start Data

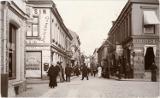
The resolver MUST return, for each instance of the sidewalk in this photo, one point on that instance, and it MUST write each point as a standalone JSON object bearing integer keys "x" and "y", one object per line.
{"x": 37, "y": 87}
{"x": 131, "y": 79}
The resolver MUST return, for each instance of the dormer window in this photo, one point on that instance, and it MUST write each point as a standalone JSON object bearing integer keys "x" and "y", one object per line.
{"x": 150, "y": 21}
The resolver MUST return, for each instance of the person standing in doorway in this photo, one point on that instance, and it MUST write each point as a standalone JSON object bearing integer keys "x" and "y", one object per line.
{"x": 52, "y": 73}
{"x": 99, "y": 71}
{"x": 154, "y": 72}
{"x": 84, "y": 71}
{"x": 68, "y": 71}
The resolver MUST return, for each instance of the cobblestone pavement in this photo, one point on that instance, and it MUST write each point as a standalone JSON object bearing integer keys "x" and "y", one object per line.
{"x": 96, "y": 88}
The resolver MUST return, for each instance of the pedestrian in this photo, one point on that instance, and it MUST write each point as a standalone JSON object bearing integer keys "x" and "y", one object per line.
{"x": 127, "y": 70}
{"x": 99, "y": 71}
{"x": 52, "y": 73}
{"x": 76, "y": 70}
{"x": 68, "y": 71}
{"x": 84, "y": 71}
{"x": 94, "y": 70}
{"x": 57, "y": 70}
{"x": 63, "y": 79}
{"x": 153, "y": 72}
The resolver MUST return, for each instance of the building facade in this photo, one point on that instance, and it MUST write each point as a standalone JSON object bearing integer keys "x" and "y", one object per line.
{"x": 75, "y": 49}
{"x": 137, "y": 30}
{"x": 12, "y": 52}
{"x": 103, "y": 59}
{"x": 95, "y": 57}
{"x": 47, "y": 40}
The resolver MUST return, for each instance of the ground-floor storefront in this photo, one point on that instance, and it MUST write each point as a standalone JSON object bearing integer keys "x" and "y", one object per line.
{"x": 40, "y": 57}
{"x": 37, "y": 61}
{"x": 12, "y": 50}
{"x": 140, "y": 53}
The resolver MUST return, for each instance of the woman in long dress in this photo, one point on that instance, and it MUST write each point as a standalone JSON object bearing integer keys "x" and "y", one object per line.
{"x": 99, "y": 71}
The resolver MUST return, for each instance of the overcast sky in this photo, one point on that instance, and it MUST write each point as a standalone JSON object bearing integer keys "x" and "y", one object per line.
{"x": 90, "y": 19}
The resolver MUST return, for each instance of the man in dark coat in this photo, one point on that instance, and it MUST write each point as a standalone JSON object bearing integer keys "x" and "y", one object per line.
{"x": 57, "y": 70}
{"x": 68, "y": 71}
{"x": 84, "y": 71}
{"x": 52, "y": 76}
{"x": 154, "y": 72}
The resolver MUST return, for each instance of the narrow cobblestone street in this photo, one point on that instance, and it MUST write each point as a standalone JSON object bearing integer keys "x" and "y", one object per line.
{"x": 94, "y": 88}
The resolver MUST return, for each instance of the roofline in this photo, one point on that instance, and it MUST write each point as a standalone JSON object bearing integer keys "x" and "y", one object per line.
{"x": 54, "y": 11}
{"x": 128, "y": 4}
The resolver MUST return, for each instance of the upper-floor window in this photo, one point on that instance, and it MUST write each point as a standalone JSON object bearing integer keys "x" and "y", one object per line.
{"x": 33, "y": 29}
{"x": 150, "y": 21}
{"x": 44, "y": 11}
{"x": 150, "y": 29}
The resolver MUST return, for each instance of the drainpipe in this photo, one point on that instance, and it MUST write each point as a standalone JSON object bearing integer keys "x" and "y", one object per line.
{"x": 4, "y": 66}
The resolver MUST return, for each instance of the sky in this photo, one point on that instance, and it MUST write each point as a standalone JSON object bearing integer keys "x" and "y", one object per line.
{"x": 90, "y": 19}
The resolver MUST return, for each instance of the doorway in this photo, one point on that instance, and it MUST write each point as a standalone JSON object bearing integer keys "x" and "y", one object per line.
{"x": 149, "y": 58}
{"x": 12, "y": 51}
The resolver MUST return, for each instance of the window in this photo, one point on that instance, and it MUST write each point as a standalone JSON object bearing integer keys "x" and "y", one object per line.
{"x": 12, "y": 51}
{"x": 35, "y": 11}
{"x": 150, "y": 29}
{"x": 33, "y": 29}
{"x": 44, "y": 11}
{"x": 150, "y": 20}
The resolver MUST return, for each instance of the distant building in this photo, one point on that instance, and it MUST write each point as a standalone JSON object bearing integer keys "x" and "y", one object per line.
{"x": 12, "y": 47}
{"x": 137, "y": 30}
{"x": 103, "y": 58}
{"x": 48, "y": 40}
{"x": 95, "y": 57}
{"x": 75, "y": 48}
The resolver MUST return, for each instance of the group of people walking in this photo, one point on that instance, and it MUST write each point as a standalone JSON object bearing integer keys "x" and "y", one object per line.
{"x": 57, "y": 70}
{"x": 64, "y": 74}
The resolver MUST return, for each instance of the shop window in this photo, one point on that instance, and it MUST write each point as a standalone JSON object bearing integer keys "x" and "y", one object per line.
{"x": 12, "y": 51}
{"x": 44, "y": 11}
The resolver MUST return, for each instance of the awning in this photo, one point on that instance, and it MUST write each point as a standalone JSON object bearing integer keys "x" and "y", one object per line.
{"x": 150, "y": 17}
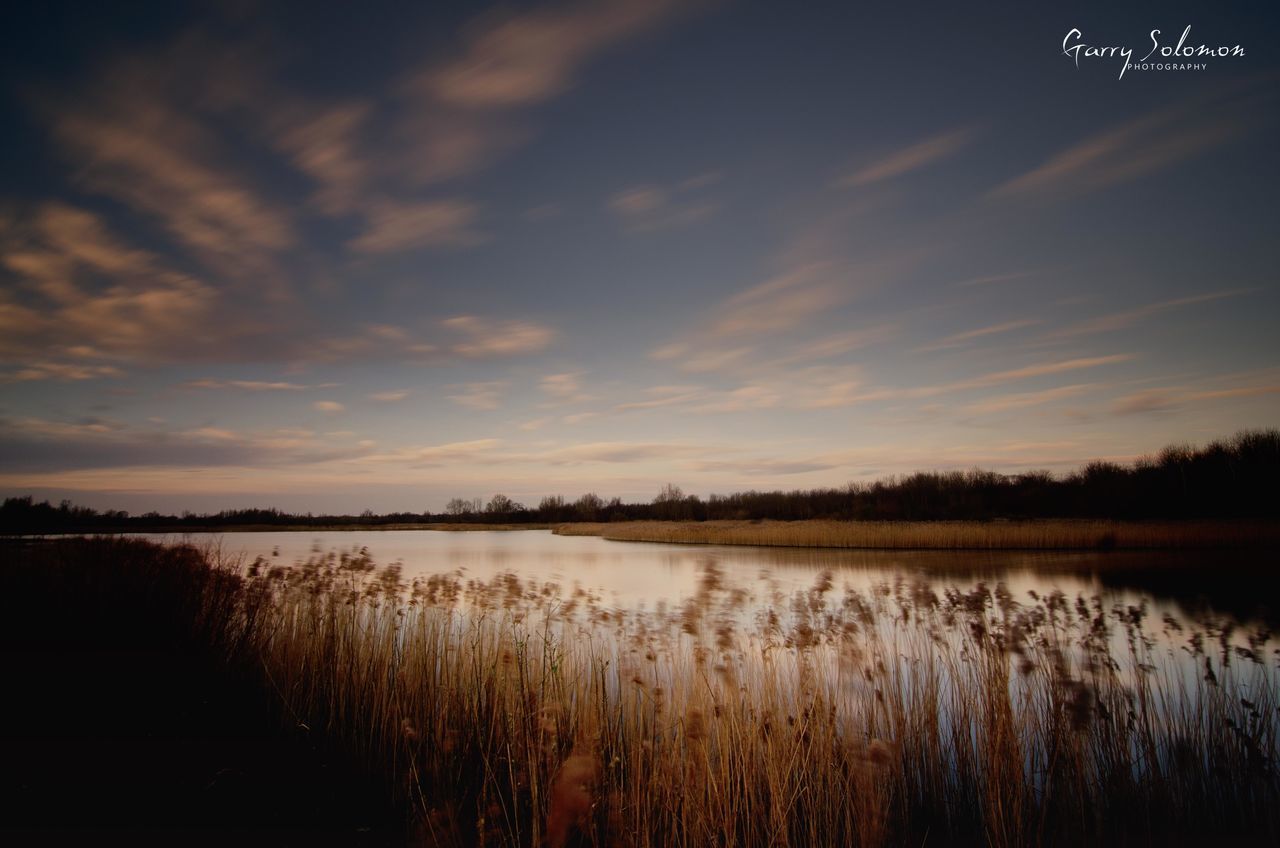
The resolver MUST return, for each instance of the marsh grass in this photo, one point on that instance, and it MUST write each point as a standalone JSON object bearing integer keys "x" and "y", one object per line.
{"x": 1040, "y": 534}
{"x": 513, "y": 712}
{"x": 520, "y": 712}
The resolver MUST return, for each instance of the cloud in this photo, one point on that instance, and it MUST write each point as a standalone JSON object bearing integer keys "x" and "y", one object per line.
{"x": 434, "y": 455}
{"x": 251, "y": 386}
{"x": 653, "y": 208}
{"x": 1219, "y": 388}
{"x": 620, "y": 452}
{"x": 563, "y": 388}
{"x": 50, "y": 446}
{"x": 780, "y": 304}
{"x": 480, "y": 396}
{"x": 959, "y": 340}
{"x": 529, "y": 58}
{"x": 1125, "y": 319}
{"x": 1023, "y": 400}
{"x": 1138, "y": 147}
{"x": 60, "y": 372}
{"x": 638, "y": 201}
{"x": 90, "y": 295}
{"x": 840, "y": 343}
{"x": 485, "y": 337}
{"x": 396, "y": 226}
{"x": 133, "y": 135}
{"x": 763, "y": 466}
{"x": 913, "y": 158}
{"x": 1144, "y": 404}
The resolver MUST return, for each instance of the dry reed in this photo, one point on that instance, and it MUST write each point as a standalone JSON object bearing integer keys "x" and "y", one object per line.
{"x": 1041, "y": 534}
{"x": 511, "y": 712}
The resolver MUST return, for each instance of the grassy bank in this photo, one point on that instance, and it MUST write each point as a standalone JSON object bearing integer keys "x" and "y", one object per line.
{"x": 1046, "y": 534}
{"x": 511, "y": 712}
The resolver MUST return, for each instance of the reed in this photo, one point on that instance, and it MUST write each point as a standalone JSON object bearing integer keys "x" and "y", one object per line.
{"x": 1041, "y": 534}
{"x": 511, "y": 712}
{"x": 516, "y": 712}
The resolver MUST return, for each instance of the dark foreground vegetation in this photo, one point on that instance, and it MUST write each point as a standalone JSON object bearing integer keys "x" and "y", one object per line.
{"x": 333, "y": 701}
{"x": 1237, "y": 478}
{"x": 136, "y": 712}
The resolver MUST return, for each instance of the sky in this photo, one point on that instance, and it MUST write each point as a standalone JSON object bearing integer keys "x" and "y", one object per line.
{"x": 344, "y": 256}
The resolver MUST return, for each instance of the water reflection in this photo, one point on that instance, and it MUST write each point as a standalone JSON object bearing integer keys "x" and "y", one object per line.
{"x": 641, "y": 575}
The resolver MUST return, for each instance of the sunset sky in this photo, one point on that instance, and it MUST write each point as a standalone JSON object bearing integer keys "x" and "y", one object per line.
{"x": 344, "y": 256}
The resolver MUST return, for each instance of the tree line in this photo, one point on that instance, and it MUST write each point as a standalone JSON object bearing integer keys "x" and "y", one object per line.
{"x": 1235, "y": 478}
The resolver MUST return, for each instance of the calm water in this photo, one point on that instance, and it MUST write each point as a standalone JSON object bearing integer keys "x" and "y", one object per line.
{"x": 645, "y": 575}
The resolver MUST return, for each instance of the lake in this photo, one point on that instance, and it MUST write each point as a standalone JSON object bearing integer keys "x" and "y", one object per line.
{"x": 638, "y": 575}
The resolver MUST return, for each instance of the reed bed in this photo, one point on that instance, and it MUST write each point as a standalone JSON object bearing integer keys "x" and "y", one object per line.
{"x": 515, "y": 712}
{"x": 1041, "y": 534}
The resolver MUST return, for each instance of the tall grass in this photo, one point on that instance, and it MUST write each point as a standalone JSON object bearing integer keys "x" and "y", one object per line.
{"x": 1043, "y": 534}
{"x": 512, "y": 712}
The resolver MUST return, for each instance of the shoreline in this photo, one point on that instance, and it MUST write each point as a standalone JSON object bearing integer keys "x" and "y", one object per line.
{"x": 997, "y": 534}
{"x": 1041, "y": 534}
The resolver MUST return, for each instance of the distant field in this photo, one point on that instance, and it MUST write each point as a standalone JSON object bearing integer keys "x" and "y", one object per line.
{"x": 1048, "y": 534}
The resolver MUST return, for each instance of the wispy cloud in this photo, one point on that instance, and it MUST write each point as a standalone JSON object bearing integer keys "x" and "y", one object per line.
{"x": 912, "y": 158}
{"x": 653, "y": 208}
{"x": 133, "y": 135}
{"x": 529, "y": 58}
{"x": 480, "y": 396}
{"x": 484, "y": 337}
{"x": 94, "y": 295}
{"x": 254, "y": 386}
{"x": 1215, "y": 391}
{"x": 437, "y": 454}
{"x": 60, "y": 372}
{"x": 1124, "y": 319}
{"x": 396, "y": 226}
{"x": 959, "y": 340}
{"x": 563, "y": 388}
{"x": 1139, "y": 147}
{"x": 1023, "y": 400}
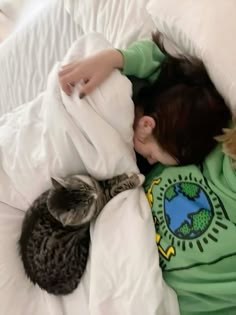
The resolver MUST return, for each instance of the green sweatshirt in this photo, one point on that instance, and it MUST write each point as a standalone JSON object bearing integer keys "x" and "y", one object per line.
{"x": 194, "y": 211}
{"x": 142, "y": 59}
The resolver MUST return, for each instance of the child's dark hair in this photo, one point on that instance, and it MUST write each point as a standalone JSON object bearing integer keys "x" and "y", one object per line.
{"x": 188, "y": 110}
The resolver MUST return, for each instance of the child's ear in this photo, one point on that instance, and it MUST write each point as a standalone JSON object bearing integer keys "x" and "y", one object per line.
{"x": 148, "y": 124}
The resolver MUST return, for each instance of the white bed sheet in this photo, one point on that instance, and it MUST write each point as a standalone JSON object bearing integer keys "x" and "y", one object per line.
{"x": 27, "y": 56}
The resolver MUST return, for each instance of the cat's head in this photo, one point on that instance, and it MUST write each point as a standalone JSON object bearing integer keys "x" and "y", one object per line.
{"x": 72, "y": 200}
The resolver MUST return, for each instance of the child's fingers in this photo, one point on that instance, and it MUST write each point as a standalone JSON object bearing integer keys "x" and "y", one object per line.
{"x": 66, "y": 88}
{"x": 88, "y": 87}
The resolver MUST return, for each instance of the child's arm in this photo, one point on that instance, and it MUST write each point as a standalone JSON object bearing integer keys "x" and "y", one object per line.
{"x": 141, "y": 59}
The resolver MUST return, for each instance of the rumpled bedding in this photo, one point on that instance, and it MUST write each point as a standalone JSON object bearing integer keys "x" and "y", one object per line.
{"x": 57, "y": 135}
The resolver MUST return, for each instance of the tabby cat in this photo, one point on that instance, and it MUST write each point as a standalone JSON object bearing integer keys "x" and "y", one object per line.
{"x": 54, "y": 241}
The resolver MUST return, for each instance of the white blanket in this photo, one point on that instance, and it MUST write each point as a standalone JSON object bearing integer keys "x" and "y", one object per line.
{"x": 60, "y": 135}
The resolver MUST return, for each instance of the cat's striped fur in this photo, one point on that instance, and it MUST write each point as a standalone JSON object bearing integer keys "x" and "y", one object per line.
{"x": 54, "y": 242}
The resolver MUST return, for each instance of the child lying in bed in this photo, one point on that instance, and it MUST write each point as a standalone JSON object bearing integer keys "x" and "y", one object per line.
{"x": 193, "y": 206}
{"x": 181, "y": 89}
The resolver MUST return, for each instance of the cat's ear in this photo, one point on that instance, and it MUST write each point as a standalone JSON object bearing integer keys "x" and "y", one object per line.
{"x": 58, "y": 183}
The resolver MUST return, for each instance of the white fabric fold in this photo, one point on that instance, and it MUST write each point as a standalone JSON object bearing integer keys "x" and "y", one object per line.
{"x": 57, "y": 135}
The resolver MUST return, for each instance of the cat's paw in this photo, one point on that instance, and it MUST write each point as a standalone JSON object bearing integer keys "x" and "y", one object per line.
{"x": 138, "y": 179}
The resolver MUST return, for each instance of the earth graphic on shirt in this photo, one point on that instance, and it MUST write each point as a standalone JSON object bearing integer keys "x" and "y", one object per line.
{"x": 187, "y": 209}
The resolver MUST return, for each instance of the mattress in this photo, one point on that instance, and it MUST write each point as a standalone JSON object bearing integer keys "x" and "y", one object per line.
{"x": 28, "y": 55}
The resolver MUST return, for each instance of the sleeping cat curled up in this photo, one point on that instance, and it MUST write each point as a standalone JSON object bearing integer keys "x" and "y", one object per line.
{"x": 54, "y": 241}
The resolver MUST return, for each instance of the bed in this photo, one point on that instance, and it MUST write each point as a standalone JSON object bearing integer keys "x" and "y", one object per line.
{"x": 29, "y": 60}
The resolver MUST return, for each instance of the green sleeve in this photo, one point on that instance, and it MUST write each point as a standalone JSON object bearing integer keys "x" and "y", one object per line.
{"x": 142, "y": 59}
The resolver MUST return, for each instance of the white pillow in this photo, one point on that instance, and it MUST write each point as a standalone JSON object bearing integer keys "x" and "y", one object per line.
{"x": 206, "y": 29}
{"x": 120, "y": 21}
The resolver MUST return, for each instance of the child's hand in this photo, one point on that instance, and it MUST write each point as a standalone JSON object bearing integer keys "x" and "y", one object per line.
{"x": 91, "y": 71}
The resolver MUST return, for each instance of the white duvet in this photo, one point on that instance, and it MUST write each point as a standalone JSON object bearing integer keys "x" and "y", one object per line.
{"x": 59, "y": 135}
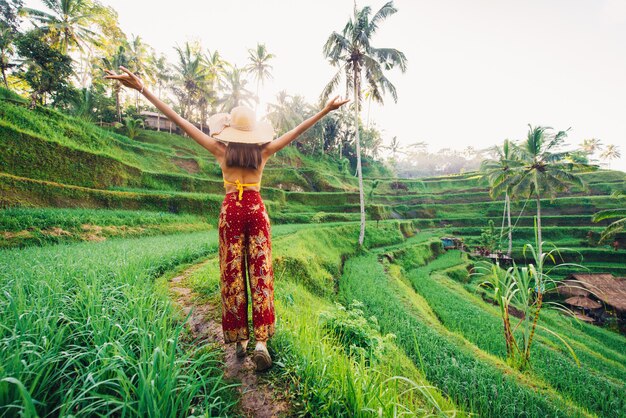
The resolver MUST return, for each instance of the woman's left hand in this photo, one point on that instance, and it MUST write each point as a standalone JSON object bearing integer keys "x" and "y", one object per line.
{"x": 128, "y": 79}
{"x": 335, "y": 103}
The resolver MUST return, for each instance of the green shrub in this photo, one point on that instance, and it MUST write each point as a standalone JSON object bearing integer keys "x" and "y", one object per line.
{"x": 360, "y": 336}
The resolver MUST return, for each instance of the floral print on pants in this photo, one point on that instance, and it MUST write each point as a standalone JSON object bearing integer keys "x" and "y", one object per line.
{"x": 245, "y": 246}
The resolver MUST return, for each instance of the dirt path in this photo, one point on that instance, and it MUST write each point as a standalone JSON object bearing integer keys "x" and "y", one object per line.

end Data

• Written exercise:
Take the line containing "The resolver MUST return, for each instance of the white pillow" and every line after it up to the end of the data, and write them out exactly, without the pictures.

• Correct response:
The resolver MUST return, for each instance of the white pillow in this photo, one point on that instance, and it MUST write each point as a standalone JSON object bearing integer keys "x" and "y", one object per line.
{"x": 206, "y": 29}
{"x": 120, "y": 21}
The resolver MUST return, for each instance of the child's hand in this photo, one point on that instance, and it MUST write each point as a standalone JSON object bearing integer keys "x" and "y", one object per line.
{"x": 91, "y": 71}
The resolver MUST return, for each instance of the white duvet in this photo, one point on that instance, and it MUST write each point as a standalone JSON object bearing integer keys "x" and "y", one object per line.
{"x": 59, "y": 135}
The resolver MUST return, for each instance of the woman's left hand in this photo, one point on that instance, and it MUST write each point as a standalone JSON object bearing integer keys "x" and "y", one object per line.
{"x": 128, "y": 79}
{"x": 335, "y": 103}
The resolver MUST return, for each instance of the green shrub in this photo, one point on that instance, and it MUST write each point as a standalone JSON object bearing integer keys "x" and "y", one object per line.
{"x": 360, "y": 336}
The resolver MUST return, for each instance of the floral print on pants in this photo, one point on that instance, and it MUST write each point as a standalone JSON object bearing integer keys "x" and "y", one object per line.
{"x": 245, "y": 246}
The resolver MUST return, for each instance of the dirt path in this photo, one point on that instance, and it MUST write each point as a standalone JSON object bearing integer keys "x" and "y", one object per line.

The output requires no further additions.